[Exercise] In the insurance policy passage below, substitute "Custodian" for each "Trustee" and write out the portion starting at "Any policy loans" and ending at "by such Participant.".
**** Selection
Any policy loans shall be proportionate to the loan values of the insurance
contracts. In any determination of the Administrator, all Participants similarly
situated shall be treated the same. Before directing a Trustee to take any
action other than payment of premiums in cash, the Administrator must give the
Participant an opportunity either to pay the premium in cash from his or her own
funds or to purchase the policy from the Trustee for its fair market value. Any
premium received by the Trustee from the Participant shall be paid to the
insurance company. If the Participant purchases the policy, the Trustee shall
transfer the policy to him/her free and clear and shall add to his or her
account the amount paid by such Participant.
********
**** Given entries
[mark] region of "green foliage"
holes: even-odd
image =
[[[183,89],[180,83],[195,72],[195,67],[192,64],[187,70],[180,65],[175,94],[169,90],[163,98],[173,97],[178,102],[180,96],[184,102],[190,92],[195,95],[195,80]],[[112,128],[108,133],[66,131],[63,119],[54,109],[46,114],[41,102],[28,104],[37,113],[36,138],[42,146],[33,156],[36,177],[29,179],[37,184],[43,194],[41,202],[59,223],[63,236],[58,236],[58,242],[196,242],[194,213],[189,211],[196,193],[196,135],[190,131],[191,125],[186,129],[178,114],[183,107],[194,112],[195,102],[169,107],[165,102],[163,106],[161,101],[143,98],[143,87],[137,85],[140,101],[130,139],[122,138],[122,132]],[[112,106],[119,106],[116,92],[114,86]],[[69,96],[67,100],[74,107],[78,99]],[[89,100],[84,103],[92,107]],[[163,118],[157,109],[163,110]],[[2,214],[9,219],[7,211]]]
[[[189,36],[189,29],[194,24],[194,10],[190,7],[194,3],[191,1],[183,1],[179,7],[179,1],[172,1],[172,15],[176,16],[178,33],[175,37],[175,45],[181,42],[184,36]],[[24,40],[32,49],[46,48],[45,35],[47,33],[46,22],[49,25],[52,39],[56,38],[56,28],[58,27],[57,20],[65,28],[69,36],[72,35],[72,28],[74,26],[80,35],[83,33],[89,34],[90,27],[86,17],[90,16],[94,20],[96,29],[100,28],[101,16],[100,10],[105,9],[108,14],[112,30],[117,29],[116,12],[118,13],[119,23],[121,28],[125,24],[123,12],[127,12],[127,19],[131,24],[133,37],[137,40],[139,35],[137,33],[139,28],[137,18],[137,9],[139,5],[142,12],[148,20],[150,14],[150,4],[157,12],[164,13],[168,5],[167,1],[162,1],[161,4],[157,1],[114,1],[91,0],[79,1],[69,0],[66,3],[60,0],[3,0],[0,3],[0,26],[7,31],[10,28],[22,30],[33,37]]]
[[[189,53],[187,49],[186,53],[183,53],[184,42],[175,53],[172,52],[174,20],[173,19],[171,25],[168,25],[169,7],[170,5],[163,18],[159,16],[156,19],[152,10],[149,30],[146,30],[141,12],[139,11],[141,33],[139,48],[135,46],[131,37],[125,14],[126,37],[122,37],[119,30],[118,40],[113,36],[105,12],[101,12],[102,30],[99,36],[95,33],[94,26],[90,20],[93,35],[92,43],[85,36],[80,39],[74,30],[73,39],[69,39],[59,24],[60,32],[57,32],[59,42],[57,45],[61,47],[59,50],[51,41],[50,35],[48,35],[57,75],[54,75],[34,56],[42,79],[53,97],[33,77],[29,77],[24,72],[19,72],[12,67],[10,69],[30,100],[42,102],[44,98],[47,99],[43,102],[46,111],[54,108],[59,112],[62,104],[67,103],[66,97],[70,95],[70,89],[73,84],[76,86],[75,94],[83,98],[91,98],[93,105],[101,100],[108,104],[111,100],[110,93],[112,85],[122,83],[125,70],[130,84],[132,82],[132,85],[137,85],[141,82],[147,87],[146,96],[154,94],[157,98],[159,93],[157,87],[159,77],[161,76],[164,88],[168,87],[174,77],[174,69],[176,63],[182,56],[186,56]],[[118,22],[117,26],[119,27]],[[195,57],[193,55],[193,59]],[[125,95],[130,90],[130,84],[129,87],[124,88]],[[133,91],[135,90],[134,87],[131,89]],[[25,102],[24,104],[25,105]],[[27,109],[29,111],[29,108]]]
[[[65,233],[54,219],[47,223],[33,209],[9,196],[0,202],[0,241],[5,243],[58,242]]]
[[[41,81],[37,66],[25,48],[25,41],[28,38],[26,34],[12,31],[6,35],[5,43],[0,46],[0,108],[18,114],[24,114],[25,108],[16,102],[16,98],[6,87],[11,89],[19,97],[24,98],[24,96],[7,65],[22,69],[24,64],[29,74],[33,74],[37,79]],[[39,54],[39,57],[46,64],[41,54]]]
********
[Answer to the task]
Any policy loans shall be proportionate to the loan values of the insurance
contracts. In any determination of the Administrator, all Participants similarly
situated shall be treated the same. Before directing a Custodian to take any
action other than payment of premiums in cash, the Administrator must give the
Participant an opportunity either to pay the premium in cash from his or her own
funds or to purchase the policy from the Custodian for its fair market value. Any
premium received by the Custodian from the Participant shall be paid to the
insurance company. If the Participant purchases the policy, the Custodian shall
transfer the policy to him/her free and clear and shall add to his or her
account the amount paid by such Participant.